== Segment start ==

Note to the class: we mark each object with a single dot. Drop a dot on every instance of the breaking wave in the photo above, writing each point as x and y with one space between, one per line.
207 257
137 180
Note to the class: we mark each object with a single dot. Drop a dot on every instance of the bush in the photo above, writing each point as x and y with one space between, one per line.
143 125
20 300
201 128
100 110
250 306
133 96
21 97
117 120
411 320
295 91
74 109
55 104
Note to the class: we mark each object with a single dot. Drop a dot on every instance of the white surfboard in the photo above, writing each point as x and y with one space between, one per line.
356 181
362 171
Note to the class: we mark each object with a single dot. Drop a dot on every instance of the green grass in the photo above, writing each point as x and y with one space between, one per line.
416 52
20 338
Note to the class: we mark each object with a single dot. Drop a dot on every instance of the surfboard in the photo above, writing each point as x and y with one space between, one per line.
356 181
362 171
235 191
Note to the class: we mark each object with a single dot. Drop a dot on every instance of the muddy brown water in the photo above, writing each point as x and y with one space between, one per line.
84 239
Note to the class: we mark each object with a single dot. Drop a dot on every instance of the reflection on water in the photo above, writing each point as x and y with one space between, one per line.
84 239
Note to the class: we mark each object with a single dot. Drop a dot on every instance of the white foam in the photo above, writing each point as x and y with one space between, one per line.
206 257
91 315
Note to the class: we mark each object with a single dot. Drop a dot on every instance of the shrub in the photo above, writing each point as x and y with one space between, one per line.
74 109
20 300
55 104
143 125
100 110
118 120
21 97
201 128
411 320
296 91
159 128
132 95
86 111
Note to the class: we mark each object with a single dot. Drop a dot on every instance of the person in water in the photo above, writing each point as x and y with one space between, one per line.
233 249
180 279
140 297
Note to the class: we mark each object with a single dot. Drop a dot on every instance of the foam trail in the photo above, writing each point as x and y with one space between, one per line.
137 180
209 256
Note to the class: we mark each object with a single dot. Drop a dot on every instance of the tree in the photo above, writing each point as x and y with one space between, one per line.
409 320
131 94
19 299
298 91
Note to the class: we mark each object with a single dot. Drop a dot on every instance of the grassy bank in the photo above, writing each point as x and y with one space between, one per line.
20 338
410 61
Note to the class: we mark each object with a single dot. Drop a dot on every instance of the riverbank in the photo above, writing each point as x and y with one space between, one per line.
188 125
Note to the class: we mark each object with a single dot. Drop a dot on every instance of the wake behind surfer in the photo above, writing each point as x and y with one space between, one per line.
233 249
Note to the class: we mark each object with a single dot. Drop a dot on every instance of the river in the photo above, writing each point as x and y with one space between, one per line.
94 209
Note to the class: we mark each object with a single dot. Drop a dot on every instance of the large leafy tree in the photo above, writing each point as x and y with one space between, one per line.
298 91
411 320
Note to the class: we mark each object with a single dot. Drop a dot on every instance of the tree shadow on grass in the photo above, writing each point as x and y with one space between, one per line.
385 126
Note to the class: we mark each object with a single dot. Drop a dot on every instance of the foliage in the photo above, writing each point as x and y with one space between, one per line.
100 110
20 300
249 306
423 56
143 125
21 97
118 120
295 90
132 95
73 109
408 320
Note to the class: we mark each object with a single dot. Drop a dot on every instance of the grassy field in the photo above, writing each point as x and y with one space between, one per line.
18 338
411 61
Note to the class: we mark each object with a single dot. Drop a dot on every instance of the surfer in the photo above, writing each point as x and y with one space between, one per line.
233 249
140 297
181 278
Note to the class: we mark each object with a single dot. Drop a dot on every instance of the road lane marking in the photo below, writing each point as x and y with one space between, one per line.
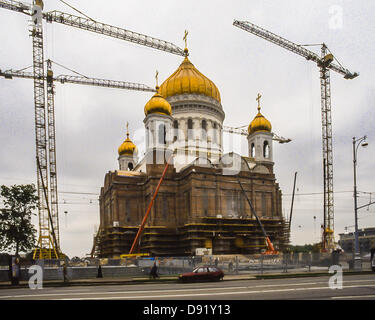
212 294
354 297
186 289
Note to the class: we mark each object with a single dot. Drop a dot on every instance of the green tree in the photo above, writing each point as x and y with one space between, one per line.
17 233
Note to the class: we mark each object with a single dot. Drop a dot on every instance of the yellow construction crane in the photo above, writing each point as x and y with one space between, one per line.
325 64
48 244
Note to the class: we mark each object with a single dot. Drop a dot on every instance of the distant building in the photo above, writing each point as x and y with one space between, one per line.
366 240
200 203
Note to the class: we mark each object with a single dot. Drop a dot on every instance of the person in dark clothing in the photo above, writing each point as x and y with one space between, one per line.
65 273
154 271
100 273
15 270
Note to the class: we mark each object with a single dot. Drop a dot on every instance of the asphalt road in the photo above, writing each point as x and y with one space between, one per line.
354 287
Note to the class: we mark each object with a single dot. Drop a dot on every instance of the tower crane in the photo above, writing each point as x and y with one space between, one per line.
51 215
44 117
325 64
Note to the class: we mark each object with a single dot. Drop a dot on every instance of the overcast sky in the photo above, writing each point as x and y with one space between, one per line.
90 121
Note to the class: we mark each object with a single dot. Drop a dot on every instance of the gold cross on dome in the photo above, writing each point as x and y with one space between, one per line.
258 99
185 38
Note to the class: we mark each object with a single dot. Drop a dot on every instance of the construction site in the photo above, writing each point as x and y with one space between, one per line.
185 196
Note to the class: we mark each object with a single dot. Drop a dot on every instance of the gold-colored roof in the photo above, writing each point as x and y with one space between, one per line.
127 147
158 104
259 123
188 79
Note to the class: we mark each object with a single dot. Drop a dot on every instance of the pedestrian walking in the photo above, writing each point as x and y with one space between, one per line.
65 273
100 274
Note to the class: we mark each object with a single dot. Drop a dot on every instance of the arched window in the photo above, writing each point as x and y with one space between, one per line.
162 134
252 150
215 133
266 150
175 130
204 129
190 129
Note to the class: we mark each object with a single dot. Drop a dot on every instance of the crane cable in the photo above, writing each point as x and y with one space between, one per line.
70 6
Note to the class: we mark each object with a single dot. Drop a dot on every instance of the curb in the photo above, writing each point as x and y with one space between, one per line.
131 281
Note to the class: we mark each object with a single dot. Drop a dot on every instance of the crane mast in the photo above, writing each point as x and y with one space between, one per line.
325 64
49 247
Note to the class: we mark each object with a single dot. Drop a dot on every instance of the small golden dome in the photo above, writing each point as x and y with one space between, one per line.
127 148
187 79
259 123
157 104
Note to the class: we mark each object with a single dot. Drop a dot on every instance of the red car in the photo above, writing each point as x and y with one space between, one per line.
203 273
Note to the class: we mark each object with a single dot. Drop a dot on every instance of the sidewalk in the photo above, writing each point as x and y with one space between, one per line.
170 278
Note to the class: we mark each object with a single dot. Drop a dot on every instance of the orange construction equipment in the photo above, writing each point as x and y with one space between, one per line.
149 208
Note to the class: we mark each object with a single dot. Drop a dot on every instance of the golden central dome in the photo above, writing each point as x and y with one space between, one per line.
259 123
127 148
157 104
187 79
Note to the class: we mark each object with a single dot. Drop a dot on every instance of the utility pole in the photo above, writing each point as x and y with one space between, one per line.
357 253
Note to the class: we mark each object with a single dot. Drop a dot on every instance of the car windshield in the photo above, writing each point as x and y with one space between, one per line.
200 269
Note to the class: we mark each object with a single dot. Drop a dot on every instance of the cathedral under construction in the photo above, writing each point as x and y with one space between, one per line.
200 203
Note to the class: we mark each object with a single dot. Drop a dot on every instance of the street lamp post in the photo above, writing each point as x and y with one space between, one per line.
357 255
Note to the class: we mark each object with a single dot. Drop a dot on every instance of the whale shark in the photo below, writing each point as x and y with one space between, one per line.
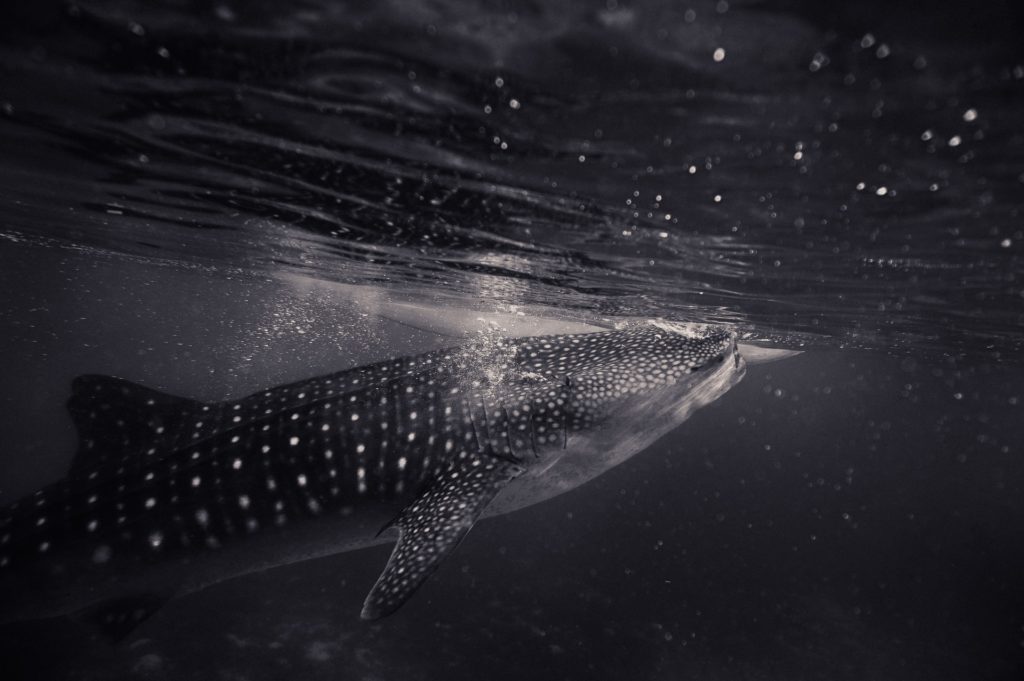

== Segment end ==

• **Work to complete**: Please print the listing above again word for word, without its pictures.

• **Reply**:
Note to the class: we mark each object with a single dot. Drop a dot on every instance of the breaking wave in the photo above, writing each point as x and y with one space between, one per line.
207 257
137 180
Note to the class: we mark each object with a single dot. Drop a dot on every instance of the bush in the photo above, writing each point as x and y with one space between, one per line.
143 125
20 300
201 128
100 110
250 306
133 96
21 97
117 120
411 320
295 91
74 109
55 104
Note to the class: we mark each object with a single dot. Drop a dot on every instance of the white surfboard in the photo above, writing each point as x and y with one space between, one per line.
356 181
362 171
Note to the class: we mark each object with a single dot. Drop a dot on every instance of the green grass in the photo above, writing each point as x and y with one space between, one per line.
416 52
20 338
Note to the class: we mark each object with a single dot. Drop a dot on every instance of the surfboard in the photo above, writing each point as x and y with one space between, one per line.
356 181
362 171
235 191
Note to the class: we mark each object with a single dot. Drop a dot on every instance of the muddy brown water in the photo above, writing each point as x and y with one space between, one per line.
84 239
Note to the class: we mark each object with a single dot. Drop a dot on every instance of the reflection on water in the photo above, writing each point as x and y with one space between, one per line.
84 239
Note to the class: we mark each object with a single dot. Drop a dot on every instance of the white foam in the photo above, writing each point as x and y with one space between, one per line.
206 257
91 315
Note to the class: we mark each object with a single dot. Drop a dot on every instance of the shrub in the photo above, writing each point as x and y with one space between, one per line.
74 109
20 300
55 104
143 125
100 110
118 120
21 97
201 128
411 320
296 91
159 128
132 95
86 111
Note to the class: we mark each object with a single dot. Drop a dot on every instance of the person in water in the photo above, writing each point as x and y with one space between, one per line.
233 249
180 279
140 297
Note to the class: we mark each object with a single dot. Drop a dot on every instance of the foam trail in the photo above, writing each point as x and y with one space between, one per line.
137 180
209 256
Note to the class: we mark each object with a single dot. Drop a dot on every instance of the tree in the photo above, writing each point as x and y with one space between, one per line.
409 320
131 94
19 299
298 91
Note to the class: we mark each object with a single dot. Drop a dot on every instance of the grassy bank in the photo above, writing each point as x and y with one space between, one per line.
20 338
410 61
Note to the class: we mark each object with a single dot. Drop a dot on every instance of the riverbank in the photo above, writing each point as x and y with one space between, one per line.
188 125
Note to the class: we mark each object with a single dot. Drop a dot on every instance of the wake behind surfer in the photo above, writing each point as x and y with one space between, one per line.
233 249
Note to the class: we mark each object with a single dot. Drop a dot on every instance of the river in the photo above, writing each point as x and y with one space between, one per line.
94 209
Note to the class: we mark each object with a single dot. Drop a dot on every instance of the large leafy tree in the photo above, writing each point as x and y with one space between, one per line.
298 91
411 320
Note to the class: we mark each object with a single dot. Drop a dot on every instance of the tree shadow on grass in the photo above, writing each point as x and y with one space between, one per line.
385 126
Note to the class: we mark each object with a single dot. Drop a dot on every instance of the foliage in the photo above, writing each point as x and y with one space between, one per line.
100 110
20 300
249 306
423 56
143 125
21 97
118 120
295 90
132 95
73 109
408 320
Note to the class: we mark each object with a single dot. Drop a dot on every instance of the grassy field in the photo above, writing each point as x and y with one space between, one per line.
18 338
411 61
Note to the class: we mark each object with a single dot. Drop a dot on every instance of the surfer in the photo above, writing each point as x and y with one space between, one per line.
233 249
140 297
181 278
Note to the class: we mark each object with a single dot. Drop a dot on every instance of the road lane marking in the photo below, writing each point as x and y with one space between, one per line.
212 294
354 297
186 289
Note to the class: we mark each object with a single dot. Drop a dot on every instance of the green tree in the photo above, writing each point as x and y with one space between, one per line.
17 233
Note to the class: we mark each object with a single dot. Drop a dot on every instance of the yellow construction crane in the photo above, writing each point as x and y with one space between, one per line.
325 64
48 244
Note to the class: we mark each object with a single dot. Drop a dot on every instance of the distant building in the photo above, writing each point as x and y with one space between, one per line.
366 240
200 203
Note to the class: we mark each object with a single dot. Drop a dot on every instance of the person in dark clothing in the photo above, writing each point as x and y with one space between, one per line.
65 273
154 271
100 273
15 270
Note to the class: we mark each object with a single dot. Drop a dot on every instance of the asphalt road in the photo above, writing each point as x and y with one space between, one per line.
354 287
Note to the class: we mark each object with a single dot. Drop a dot on every instance of the tower crane in the photo above, writing each point as x and y with one space between, one per line.
51 215
44 117
325 64
Note to the class: we mark each object with a single dot. Drop a dot on every instance of the overcast sky in the photo above, writing each point as x and y with one space between, one per line.
90 121
Note to the class: we mark each object with a single dot. Drop a dot on every instance of the gold cross on dome in the photo above, writing each point as x and y with one space between, one per line.
258 99
185 38
Note to the class: we mark each object with a single dot. Drop a dot on every instance of the construction site in the photo above, writing each point as x and y with one space between, one per line.
185 196
Note to the class: we mark each object with a single dot. Drop a dot on every instance of the gold-colored roof in the photo above, writing each point as x and y with one space between, one per line.
127 147
158 104
259 123
188 79
Note to the class: we mark each object with a single dot. Drop a dot on every instance of the pedestrian walking in the photo above, writing each point as x and y with one space between, one per line.
65 273
100 274
Note to the class: we mark each object with a single dot. Drop a dot on every instance of the arched window in the photo above, writing each point as x and y with one space between, one per line.
162 134
252 150
215 133
266 150
175 130
204 129
190 129
Note to the class: we mark each object with a single dot. Drop a dot on every instance of the crane cable in the photo above, writing each point as x and y with one space between, one per line.
70 6
Note to the class: we mark each object with a single dot. Drop a dot on every instance of the curb in the photo above, writing each point as x and y with one space between, one per line.
131 281
Note to the class: we mark each object with a single dot. Drop a dot on every instance of the crane mast in the photo above, writing each point as x and y with one space between, one per line.
325 64
49 247
Note to the class: we mark each object with a single dot. Drop a dot on every instance of the small golden dome in the photo above, writing each point as x and y with one space between, one per line.
127 148
187 79
259 123
157 104
Note to the class: we mark each object with a single dot. Drop a dot on every instance of the red car in the photo above, writing each point as x and y with one space between, one per line.
203 273
Note to the class: we mark each object with a single dot. Drop a dot on every instance of the sidewalk in the photo above, writing each point as x and y with one space between, one per line.
170 278
Note to the class: we mark each object with a single dot. Drop a dot on every instance of the orange construction equipment in the photo above, writing each point as x and y with one space between, one per line.
149 208
Note to the class: we mark each object with a single dot. Drop a dot on every instance of the golden central dome in the photo above, writing each point as x and y with one space between, one per line.
259 123
127 148
157 104
187 79
Note to the class: we mark each object with a single dot. Drop a dot on every instance of the utility pole in the photo above, writing each point as x and y with one space between, one per line.
357 253
Note to the class: we mark each object with a single dot. Drop a dot on every instance of the car windshield in the photo above, writing each point as x and y with one space between, one per line.
200 269
Note to the class: we mark each object with a single dot. Drop a dot on every instance of the cathedral under construction in the photo above, writing each point as x and y with one space between, one per line.
200 203
Note to the class: we mark each object with a single dot. Drop a dot on every instance of the street lamp post in the photo above, writing each point as x and y with one space between, one per line.
357 255
Note to the class: we mark each object with a single dot. Drop a dot on every instance of the whale shark in the photo below, writing each point as x and y with one space between, one per line.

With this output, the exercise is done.